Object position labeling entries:
╭──
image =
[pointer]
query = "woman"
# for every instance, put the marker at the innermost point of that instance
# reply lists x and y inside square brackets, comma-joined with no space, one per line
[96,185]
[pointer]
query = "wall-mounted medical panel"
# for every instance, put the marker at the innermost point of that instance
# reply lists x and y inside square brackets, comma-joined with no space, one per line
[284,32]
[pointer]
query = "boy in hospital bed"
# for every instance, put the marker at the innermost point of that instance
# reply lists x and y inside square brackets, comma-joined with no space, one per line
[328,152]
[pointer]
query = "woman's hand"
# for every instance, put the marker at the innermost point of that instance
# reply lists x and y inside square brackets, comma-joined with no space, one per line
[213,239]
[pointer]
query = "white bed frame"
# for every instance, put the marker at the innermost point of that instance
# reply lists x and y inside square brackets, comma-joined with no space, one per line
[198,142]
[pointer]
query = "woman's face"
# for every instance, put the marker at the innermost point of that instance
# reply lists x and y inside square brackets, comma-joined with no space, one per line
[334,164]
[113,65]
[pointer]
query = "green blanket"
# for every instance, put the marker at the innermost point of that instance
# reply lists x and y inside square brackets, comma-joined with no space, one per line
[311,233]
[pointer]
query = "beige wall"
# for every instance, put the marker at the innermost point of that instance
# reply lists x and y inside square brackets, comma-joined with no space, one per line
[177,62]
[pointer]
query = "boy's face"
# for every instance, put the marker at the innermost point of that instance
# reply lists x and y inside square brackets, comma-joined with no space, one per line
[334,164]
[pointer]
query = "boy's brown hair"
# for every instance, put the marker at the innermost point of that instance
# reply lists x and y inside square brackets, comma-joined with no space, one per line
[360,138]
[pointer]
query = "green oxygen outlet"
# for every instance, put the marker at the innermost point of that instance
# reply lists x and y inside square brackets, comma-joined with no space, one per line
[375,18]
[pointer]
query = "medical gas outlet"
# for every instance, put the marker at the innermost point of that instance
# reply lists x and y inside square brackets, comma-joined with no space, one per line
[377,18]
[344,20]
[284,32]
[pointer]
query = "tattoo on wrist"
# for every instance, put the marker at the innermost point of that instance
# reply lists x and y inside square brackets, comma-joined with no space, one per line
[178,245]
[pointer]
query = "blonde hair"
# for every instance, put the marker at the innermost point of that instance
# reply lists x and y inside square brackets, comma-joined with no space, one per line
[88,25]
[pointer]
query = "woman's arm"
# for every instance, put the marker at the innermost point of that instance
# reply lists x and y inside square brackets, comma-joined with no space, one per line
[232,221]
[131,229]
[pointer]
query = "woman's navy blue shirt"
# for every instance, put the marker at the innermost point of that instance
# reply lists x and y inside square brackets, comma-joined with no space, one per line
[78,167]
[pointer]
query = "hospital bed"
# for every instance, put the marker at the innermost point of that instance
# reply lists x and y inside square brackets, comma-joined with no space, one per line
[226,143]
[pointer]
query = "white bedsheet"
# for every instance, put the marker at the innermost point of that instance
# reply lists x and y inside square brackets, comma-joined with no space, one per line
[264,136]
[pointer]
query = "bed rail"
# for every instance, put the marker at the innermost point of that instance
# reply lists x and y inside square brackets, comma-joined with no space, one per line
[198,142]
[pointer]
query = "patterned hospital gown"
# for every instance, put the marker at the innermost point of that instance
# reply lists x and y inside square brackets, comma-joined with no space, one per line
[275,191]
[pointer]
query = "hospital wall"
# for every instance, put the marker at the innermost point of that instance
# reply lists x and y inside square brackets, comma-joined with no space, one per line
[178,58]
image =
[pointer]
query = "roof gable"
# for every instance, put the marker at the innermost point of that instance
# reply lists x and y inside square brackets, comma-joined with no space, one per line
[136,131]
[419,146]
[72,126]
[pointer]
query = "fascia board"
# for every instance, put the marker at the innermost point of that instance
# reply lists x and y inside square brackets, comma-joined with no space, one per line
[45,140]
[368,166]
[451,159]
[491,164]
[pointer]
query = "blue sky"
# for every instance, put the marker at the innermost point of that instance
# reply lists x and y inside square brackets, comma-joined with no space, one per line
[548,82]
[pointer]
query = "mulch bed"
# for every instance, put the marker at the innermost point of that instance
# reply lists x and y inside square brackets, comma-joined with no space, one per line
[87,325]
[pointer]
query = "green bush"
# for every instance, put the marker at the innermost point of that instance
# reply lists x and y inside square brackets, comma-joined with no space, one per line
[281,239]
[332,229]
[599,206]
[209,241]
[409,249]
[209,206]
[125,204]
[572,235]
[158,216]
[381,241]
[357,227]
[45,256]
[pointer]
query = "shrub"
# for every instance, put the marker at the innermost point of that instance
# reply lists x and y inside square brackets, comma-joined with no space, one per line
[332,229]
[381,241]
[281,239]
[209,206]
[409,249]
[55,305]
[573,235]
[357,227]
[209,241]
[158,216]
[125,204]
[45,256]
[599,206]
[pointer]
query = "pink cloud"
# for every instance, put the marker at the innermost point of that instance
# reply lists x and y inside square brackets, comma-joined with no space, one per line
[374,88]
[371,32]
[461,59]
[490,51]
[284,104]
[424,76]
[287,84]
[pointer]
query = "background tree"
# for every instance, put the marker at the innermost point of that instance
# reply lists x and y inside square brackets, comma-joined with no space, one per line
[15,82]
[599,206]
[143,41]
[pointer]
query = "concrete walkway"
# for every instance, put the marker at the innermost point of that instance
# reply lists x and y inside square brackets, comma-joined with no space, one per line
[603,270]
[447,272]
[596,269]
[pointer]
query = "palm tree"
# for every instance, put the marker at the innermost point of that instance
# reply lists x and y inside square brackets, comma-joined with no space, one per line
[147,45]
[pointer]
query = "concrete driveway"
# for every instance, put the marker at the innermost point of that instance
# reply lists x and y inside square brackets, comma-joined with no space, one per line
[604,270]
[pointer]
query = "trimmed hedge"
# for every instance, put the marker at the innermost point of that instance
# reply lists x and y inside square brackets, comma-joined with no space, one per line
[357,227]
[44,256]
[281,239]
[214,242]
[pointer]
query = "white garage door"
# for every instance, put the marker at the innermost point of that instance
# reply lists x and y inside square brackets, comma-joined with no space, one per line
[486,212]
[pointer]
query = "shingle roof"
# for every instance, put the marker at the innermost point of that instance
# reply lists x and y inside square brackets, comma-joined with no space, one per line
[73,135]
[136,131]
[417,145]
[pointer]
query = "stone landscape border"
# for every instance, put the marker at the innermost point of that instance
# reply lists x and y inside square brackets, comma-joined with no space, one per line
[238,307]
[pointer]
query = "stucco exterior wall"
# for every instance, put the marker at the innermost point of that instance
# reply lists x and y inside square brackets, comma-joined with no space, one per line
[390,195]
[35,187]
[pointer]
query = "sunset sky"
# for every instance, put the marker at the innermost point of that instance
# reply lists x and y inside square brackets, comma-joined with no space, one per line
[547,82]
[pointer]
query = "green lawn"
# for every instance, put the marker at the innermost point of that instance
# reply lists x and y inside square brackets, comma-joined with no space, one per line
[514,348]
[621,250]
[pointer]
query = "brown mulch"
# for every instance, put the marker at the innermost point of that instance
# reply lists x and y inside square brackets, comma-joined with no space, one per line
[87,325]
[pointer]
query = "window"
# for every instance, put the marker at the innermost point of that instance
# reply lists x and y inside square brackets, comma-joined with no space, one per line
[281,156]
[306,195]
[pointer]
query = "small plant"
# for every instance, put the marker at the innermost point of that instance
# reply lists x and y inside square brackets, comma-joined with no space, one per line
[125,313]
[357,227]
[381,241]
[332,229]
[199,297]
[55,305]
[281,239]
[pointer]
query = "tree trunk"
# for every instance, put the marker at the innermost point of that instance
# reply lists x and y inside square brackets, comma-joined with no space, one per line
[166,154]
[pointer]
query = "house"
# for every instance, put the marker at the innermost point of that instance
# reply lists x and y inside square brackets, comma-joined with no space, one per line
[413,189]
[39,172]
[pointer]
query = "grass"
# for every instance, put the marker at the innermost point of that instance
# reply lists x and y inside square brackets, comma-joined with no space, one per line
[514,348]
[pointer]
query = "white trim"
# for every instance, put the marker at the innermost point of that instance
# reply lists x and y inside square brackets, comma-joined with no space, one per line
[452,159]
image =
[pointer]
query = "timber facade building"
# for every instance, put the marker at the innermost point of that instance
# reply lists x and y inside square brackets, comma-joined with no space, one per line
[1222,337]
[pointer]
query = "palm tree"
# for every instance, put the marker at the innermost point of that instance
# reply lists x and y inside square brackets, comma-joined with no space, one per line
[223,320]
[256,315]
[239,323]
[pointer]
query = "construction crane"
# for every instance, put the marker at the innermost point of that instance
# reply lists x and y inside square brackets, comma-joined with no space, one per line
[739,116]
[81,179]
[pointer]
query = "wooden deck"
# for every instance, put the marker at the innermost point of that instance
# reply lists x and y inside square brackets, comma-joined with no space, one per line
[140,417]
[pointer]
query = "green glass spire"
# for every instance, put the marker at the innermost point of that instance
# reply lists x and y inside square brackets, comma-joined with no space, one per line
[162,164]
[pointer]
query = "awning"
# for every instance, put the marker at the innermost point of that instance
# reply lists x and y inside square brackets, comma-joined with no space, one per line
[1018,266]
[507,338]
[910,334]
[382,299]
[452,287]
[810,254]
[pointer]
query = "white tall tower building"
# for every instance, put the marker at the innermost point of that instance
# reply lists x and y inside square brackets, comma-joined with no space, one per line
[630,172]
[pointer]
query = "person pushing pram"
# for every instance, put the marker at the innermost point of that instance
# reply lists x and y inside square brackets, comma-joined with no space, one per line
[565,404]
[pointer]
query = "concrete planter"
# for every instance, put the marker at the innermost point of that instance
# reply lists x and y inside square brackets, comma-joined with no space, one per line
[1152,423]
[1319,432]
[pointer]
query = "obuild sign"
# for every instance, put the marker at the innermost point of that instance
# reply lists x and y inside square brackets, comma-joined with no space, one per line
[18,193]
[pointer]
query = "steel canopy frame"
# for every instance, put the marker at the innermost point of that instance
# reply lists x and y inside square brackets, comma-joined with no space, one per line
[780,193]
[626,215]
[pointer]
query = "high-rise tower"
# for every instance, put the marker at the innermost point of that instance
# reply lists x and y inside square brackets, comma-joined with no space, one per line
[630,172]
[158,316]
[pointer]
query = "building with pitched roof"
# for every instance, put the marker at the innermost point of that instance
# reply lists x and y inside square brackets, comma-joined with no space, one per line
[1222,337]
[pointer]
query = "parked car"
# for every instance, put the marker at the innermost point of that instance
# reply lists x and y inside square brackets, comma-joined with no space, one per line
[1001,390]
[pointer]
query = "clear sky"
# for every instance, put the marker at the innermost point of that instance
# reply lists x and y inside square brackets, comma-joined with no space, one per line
╰──
Pick out every line of the records above that contains the word "outlet", and copy each one.

query = "green oxygen outlet"
query = "medical gas outlet"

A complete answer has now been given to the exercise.